§ **SET TASK**: Copy out every one of the records below word for word, changing nothing.

§ **ENTRIES PROVIDED**:
## Start
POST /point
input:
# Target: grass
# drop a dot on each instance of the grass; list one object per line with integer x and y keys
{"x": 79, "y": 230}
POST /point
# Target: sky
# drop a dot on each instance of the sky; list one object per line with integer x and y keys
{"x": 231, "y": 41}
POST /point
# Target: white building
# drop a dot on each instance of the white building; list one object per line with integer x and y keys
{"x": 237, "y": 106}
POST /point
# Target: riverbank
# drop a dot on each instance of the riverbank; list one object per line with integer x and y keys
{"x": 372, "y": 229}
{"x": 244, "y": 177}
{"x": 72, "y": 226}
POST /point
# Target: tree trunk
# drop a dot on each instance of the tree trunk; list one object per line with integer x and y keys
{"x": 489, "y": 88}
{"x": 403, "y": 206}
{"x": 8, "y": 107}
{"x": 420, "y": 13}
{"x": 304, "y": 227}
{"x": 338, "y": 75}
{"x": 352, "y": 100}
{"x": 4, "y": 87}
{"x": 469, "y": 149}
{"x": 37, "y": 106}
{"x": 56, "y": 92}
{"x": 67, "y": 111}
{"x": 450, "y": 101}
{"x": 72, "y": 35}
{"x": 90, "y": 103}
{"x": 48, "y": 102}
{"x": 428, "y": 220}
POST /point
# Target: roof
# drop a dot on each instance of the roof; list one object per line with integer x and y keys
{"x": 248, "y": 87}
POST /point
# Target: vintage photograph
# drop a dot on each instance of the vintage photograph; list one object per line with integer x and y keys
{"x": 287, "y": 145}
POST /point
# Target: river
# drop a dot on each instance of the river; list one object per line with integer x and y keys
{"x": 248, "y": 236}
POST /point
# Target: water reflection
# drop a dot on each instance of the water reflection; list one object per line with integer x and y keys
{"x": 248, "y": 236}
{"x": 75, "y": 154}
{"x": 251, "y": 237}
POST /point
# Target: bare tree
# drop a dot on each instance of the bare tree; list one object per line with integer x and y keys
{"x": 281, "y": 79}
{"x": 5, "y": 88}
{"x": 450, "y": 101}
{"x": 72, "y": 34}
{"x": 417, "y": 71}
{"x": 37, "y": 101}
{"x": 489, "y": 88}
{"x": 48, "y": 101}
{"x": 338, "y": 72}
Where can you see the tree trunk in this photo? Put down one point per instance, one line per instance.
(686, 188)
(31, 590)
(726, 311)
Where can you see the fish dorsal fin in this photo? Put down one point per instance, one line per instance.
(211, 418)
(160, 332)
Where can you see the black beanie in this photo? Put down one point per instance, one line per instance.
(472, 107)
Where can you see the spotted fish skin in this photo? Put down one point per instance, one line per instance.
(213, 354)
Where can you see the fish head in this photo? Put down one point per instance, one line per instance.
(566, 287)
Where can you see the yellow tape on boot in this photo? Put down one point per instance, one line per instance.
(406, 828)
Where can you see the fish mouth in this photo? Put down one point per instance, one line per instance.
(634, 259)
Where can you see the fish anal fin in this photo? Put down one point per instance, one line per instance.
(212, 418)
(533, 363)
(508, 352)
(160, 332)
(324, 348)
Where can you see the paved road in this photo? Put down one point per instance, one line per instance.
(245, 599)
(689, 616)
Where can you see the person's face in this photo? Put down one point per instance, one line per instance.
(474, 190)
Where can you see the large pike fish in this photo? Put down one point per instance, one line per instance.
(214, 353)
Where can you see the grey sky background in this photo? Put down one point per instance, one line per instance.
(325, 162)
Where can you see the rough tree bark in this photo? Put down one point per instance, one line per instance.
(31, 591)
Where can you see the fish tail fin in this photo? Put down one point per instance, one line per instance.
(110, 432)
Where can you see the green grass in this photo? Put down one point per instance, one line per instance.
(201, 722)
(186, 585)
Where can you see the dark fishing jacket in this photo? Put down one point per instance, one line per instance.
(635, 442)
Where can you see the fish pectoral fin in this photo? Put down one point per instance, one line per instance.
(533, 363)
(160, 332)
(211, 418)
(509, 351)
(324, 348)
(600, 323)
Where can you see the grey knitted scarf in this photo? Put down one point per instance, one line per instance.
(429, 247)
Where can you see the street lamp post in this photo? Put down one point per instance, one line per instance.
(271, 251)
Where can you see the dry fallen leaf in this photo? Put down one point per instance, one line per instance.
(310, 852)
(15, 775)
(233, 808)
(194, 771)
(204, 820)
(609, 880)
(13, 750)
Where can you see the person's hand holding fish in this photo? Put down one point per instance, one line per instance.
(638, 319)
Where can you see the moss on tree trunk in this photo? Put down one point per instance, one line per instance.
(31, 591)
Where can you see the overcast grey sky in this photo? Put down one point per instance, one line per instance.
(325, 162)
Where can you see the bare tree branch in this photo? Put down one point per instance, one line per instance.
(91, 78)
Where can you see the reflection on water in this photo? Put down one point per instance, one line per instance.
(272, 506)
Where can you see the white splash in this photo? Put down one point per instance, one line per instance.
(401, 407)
## End
§ **FINAL ANSWER**:
POST /point
input:
# Target: grass
# drop a dot on each instance of the grass; list one object per line with integer x and y keys
{"x": 79, "y": 230}
POST /point
# Target: sky
# drop a dot on each instance of the sky; list one object per line with integer x and y keys
{"x": 231, "y": 41}
POST /point
# Target: white building
# drop a dot on each instance of the white building; list one object per line with integer x and y keys
{"x": 237, "y": 106}
POST /point
# Target: riverbank
# drop a dot on each instance of the riverbank; list one object per line with integer x and y keys
{"x": 372, "y": 229}
{"x": 244, "y": 177}
{"x": 72, "y": 226}
POST /point
# Target: tree trunk
# drop a dot on each instance of the tree trunk; list one object per line with integer x and y keys
{"x": 489, "y": 88}
{"x": 403, "y": 206}
{"x": 8, "y": 107}
{"x": 420, "y": 13}
{"x": 304, "y": 227}
{"x": 338, "y": 75}
{"x": 352, "y": 100}
{"x": 4, "y": 87}
{"x": 469, "y": 149}
{"x": 37, "y": 106}
{"x": 56, "y": 92}
{"x": 67, "y": 111}
{"x": 450, "y": 101}
{"x": 72, "y": 35}
{"x": 90, "y": 103}
{"x": 48, "y": 102}
{"x": 428, "y": 220}
POST /point
# Target: roof
# drop a dot on each instance of the roof; list one object per line with integer x and y keys
{"x": 248, "y": 87}
POST /point
# Target: vintage photograph
# drop a dot on each instance of the vintage photograph; list one object per line with integer x and y keys
{"x": 287, "y": 145}
POST /point
# Target: river
# drop a dot on each instance of the river; list one object per line with integer x and y keys
{"x": 248, "y": 236}
POST /point
# Target: water reflection
# drop a dot on each instance of the water reflection; list one object per line with integer x and y keys
{"x": 248, "y": 236}
{"x": 75, "y": 154}
{"x": 251, "y": 237}
POST /point
# Target: bare tree
# drop a dot on each instance of the bare tree; list one object per line with integer x and y keys
{"x": 281, "y": 79}
{"x": 5, "y": 88}
{"x": 450, "y": 101}
{"x": 72, "y": 34}
{"x": 417, "y": 71}
{"x": 37, "y": 101}
{"x": 489, "y": 88}
{"x": 48, "y": 101}
{"x": 338, "y": 72}
Where can you see the tree trunk in this photo? Put down one point per instance, one line per instance.
(686, 188)
(31, 590)
(726, 311)
Where can you see the fish dorsal fin in this photo? Put down one point per instance, one line per instance.
(211, 418)
(160, 332)
Where can you see the black beanie in this photo? Put down one point per instance, one line per instance.
(472, 107)
Where can you see the spotted fish skin in this photo? Put down one point per instance, one line per instance.
(213, 354)
Where can you see the fish head in this photo? Put down one point per instance, one line per instance.
(566, 287)
Where can you see the yellow tape on boot in this photo? Put down one point per instance, one line per instance.
(406, 828)
Where can you see the fish mouth in this photo? Put down one point per instance, one line per instance.
(634, 259)
Where can you see the fish anal fin in this photo? Put down one point per instance, one line per instance.
(212, 418)
(533, 363)
(508, 352)
(160, 332)
(324, 348)
Where can you see the paved road in this photo? Put down one point per instance, one line per instance.
(245, 599)
(689, 616)
Where can you see the person's face in this photo? Put down one point per instance, one line per instance.
(474, 190)
Where can you see the large pike fish in this photo? Put down one point per instance, one line per instance.
(214, 353)
Where can you see the grey sky background in this photo? Put down one point per instance, one line per instance.
(325, 162)
Where can you see the rough tree bark in this photo? Put down one point per instance, one line per instance.
(31, 591)
Where can you see the fish tail fin in this photo? Put down one point per instance, one line per instance.
(110, 432)
Where can you see the green grass in this photo? Put down one point per instance, one line per instance.
(201, 722)
(186, 585)
Where can you see the dark fishing jacket in this photo? Put down one point per instance, one line per instance.
(635, 442)
Where can you see the fish pectoral fin in this photo? Put down one point per instance, one line per instance.
(533, 363)
(160, 332)
(211, 418)
(509, 351)
(324, 348)
(600, 323)
Where can you see the grey knitted scarf in this photo? Put down one point per instance, one line per instance.
(429, 247)
Where can you see the street lamp post in this photo? Put down one point per instance, one line per instance.
(271, 251)
Where can you see the dry fallen leaf in this photo? Put down one point per instance, one line per instance.
(310, 852)
(15, 775)
(233, 808)
(194, 771)
(204, 820)
(609, 880)
(13, 750)
Where can you see the person's hand holding fish in this photo? Put down one point per instance, one line per instance.
(638, 319)
Where can you see the moss on tree trunk in this photo? Put down one point per instance, one line per instance.
(31, 591)
Where can you see the overcast grey sky in this photo? Put down one point per instance, one line per instance.
(325, 162)
Where can you see the bare tree branch in this photo? Put down one point per instance, one line per instance.
(91, 78)
Where can you see the reflection on water in this photo? Put down one point per instance, one line per instance.
(272, 506)
Where can you see the white splash in this photo? Put down one point per instance, one line per instance.
(401, 407)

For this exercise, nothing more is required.